*DESCRIPTION OF THE TASK:* Lay out the rows below as a Markdown table with the columns "No." and "Line", from the line containing "It would be great if you could detect the dining" to the line containing "[199, 802, 265, 851]", both included. Number each line and leave out any blank lines.

*GIVEN ENTRIES:*
(begin)
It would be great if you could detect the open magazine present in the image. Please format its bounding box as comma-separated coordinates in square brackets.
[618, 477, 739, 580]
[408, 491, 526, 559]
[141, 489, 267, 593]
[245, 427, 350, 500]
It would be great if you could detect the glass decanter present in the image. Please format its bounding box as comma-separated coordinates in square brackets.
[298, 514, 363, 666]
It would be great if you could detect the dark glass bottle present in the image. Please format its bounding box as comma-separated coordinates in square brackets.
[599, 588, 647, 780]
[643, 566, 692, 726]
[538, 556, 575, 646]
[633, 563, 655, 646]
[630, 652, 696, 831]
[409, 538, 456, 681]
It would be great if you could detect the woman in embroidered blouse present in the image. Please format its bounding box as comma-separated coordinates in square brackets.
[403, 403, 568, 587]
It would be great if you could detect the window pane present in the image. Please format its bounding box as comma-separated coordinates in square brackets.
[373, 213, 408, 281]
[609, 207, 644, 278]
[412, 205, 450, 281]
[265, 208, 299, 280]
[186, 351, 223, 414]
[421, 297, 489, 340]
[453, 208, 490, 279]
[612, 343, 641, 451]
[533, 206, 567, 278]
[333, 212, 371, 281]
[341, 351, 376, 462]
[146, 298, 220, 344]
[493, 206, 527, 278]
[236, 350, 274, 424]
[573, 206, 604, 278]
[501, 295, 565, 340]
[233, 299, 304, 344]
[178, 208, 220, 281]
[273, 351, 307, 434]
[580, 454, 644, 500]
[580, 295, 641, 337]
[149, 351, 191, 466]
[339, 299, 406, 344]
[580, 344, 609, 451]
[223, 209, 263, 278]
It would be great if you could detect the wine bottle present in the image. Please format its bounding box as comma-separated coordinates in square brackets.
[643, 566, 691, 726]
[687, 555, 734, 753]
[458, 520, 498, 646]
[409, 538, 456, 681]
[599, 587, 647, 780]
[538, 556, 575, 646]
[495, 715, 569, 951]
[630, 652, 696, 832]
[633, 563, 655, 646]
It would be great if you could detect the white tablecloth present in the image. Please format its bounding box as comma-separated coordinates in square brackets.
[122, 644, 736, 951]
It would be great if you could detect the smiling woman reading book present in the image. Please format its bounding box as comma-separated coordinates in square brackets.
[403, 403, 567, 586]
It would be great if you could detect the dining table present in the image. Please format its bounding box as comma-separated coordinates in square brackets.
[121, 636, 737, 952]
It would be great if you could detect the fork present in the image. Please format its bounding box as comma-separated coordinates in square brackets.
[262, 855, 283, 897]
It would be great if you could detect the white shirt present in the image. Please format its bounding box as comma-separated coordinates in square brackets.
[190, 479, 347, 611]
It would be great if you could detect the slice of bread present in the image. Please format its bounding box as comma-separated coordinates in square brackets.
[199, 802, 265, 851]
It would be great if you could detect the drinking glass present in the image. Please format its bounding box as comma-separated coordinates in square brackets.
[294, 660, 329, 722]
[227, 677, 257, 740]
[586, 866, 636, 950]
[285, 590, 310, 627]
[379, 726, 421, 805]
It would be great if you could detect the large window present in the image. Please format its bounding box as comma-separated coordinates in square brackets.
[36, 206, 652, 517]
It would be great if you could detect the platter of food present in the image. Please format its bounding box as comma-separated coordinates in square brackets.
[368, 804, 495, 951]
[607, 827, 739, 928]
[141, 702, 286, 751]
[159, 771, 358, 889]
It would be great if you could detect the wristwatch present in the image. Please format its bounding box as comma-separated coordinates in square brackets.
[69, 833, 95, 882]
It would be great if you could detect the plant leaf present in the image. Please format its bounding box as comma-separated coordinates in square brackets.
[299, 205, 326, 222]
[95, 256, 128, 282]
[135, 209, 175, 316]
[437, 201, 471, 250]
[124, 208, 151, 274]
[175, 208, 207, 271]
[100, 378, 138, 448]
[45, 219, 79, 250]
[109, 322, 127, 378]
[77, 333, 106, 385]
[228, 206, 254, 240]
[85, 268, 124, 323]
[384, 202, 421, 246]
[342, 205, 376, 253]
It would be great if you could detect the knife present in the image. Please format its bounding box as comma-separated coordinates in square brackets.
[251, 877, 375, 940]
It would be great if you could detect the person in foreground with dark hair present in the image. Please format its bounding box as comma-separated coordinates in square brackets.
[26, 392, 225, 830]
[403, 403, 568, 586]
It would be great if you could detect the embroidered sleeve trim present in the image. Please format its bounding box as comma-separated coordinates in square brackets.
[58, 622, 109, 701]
(end)
*THE RESPONSE:*
| No. | Line |
|---|---|
| 1 | It would be great if you could detect the dining table present in the image. Please format its bounding box as comma-separated coordinates in square brackets. |
| 2 | [121, 636, 737, 952] |
| 3 | It would be great if you could detect the fork present in the image. Please format its bounding box as comma-separated coordinates in square brackets. |
| 4 | [262, 855, 283, 897] |
| 5 | It would be great if you could detect the white shirt present in the image. Please format its bounding box as comma-separated coordinates in square brackets. |
| 6 | [190, 479, 347, 611] |
| 7 | It would be great if you could detect the slice of bread present in the image. Please format its bounding box as comma-separated coordinates in square brackets. |
| 8 | [199, 802, 265, 851] |